> **Document excerpt**:
/---
OSHAWA IS ONE OF CANADA'S FASTING GROWING CITIES

It’s not your grandfather’s Oshawa.


The long-time home to GM Canada has evolved into a health sciences and education hub — and one of the nation’s top performing urban economies — thanks to what the Durham Workforce Authority calls a “creative push for growth” after the credit crunch and global auto sector implosion in 2008.

The city, along with Windsor, is expected to boast the fastest-growing economy this year among 15 medium-sized census metropolitan areas analyzed by the Conference Board of Canada in a report published Thursday. What’s more, the growth isn’t just about cars.

While GM remains a major employer and has unveiled new investment in Oshawa this year, health sciences, the professions, construction and retail have become key to what the report calls “red hot” jobs growth in the city about 60 kilometres from Toronto.

The city has seen the growth of nearly 30,000 jobs since 2011, including a record 18,000 in 2016.

“We’ve reinvented ourselves as a community,” said Oshawa Mayor John Henry, adding that the city has made strategic investments in universities and colleges, boasting 20,000 full-time students at three post-secondary institutions, as well as the largest, multi-specialty medical group practice in Canada.

The investment has helped the city on the eastern edge of the GTA attract and retain young people, along with business investment that includes Costco’s 2012 construction of a 146,500-square-foot outlet at the former site of the north General Motors plant at Ritson Rd. and William St.

Henry said Oshawa has a diversified economy with roots in advanced manufacturing and transportation, in part by virtue of its natural deep water port on the shores of Lake Ontario.
\---
Answer these from the article on Oshawa's economic growth:
(a) How many jobs did Oshawa add in 2016?
(b) How many full-time students attend the city's post-secondary institutions, and how many institutions are there?
(c) Which company built an outlet at the former site of the north General Motors plant?

> **Raw data**:
/---
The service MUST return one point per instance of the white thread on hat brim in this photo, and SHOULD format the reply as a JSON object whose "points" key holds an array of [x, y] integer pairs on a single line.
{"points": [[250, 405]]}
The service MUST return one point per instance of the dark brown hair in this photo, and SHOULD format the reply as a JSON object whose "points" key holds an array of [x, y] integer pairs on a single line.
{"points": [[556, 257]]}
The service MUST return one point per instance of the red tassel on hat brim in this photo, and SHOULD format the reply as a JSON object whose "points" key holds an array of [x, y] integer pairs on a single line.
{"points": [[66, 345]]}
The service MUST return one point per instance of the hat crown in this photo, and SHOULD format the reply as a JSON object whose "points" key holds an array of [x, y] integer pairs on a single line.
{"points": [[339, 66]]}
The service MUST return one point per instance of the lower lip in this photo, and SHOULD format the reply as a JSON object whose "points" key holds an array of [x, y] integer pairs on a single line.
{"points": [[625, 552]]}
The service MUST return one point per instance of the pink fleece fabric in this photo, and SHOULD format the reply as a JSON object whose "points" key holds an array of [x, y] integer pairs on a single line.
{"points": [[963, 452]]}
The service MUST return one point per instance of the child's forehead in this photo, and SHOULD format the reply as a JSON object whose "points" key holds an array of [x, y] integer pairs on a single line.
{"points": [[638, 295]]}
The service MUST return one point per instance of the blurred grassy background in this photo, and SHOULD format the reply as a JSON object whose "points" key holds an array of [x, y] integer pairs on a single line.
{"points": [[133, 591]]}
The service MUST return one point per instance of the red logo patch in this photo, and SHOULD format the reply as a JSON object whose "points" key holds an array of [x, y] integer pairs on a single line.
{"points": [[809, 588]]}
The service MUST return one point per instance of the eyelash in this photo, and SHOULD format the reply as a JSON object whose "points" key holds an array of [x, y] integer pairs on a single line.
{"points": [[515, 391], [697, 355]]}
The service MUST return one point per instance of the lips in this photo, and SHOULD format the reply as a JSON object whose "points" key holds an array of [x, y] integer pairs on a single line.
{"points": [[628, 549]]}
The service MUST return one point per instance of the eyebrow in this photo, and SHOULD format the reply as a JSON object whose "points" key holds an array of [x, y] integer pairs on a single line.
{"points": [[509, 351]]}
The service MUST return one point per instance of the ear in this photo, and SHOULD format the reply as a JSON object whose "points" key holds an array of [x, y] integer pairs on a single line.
\---
> **Finished task**:
(a) A record 18,000 jobs.
(b) 20,000 full-time students at three institutions.
(c) Costco.